-- BEGIN RAW DATA --

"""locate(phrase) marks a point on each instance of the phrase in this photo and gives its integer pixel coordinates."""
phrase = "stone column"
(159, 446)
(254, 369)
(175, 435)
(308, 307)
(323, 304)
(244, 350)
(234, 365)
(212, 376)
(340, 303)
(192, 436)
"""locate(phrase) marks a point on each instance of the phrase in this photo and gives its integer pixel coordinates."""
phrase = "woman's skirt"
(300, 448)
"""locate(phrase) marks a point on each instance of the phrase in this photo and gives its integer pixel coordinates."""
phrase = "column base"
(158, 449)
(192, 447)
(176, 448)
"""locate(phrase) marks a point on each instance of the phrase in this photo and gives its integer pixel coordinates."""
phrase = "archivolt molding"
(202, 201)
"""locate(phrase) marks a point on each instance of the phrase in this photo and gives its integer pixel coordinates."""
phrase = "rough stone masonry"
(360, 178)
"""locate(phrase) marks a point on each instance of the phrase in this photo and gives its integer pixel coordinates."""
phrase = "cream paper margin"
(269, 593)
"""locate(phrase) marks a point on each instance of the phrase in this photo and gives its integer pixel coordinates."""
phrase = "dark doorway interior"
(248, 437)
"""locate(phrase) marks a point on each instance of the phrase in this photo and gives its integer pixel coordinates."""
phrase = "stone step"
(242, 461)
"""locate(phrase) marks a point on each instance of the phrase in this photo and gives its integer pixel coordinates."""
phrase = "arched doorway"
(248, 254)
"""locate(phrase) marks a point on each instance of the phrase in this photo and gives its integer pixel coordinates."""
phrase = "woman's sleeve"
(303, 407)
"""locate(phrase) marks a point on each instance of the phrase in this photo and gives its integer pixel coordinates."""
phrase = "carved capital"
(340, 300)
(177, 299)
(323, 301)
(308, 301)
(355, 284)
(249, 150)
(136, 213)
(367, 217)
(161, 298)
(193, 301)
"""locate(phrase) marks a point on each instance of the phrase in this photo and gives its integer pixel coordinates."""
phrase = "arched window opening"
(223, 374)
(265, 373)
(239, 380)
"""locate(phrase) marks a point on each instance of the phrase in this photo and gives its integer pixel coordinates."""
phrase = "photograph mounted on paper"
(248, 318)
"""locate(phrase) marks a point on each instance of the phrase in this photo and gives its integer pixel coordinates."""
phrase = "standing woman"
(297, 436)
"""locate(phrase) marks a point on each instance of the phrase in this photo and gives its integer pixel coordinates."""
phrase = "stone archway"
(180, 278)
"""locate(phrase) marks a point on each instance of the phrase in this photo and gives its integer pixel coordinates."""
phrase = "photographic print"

-- END RAW DATA --

● **WRITTEN REQUEST**
Repeat all of the records above exactly as they appear.

● **FINAL RESULT**
"""locate(phrase) marks a point on each instance of the phrase in this photo and gives its integer pixel coordinates."""
phrase = "stone column"
(159, 446)
(254, 369)
(175, 435)
(308, 307)
(323, 304)
(244, 350)
(234, 365)
(212, 376)
(340, 303)
(192, 436)
"""locate(phrase) marks a point on each instance of the phrase in this photo and gives its integer pixel coordinates."""
phrase = "woman's skirt"
(300, 448)
"""locate(phrase) marks a point on each instance of the phrase in this photo and gives its integer pixel coordinates."""
phrase = "column base"
(158, 449)
(192, 447)
(176, 448)
"""locate(phrase) marks a point on each instance of the phrase in this photo and gives its integer pixel coordinates."""
phrase = "archivolt molding"
(202, 201)
"""locate(phrase) marks a point on each instance of the phrase in this photo and gives its integer pixel coordinates."""
phrase = "rough stone masonry"
(360, 178)
"""locate(phrase) marks a point on each instance of the phrase in this photo and gives its integer pixel coordinates."""
phrase = "cream paper margin"
(269, 593)
"""locate(phrase) marks a point on each instance of the phrase in this photo and gives its integer pixel coordinates."""
phrase = "dark doorway interior"
(248, 437)
"""locate(phrase) marks a point on each instance of the phrase in this photo and gives its integer pixel coordinates."""
phrase = "stone step"
(242, 461)
"""locate(phrase) marks a point on each instance of the phrase in this photo and gives its integer pixel coordinates."""
phrase = "arched doorway"
(248, 254)
"""locate(phrase) marks a point on each instance of the phrase in this photo and gives its integer pixel coordinates."""
phrase = "woman's sleeve"
(303, 407)
"""locate(phrase) marks a point on each instance of the phrase in this photo and gives its integer pixel coordinates."""
phrase = "carved capital"
(340, 300)
(177, 299)
(323, 301)
(308, 301)
(355, 284)
(249, 150)
(136, 213)
(367, 217)
(161, 298)
(193, 301)
"""locate(phrase) marks a point on each instance of the phrase in this photo and gives its integer pixel coordinates."""
phrase = "arched window opening"
(223, 374)
(265, 373)
(239, 380)
"""locate(phrase) marks a point on each instance of the phrase in this photo and gives its integer pixel coordinates."""
phrase = "photograph mounted on paper"
(248, 318)
"""locate(phrase) marks a point on each instance of the phrase in this photo and gives its integer pixel coordinates."""
phrase = "standing woman"
(297, 436)
"""locate(phrase) marks a point on each instance of the phrase in this photo and gives its integer pixel coordinates."""
phrase = "stone archway"
(180, 278)
"""locate(phrase) marks a point on each instance of the phrase in this photo and gives its integer pixel coordinates."""
phrase = "photographic print"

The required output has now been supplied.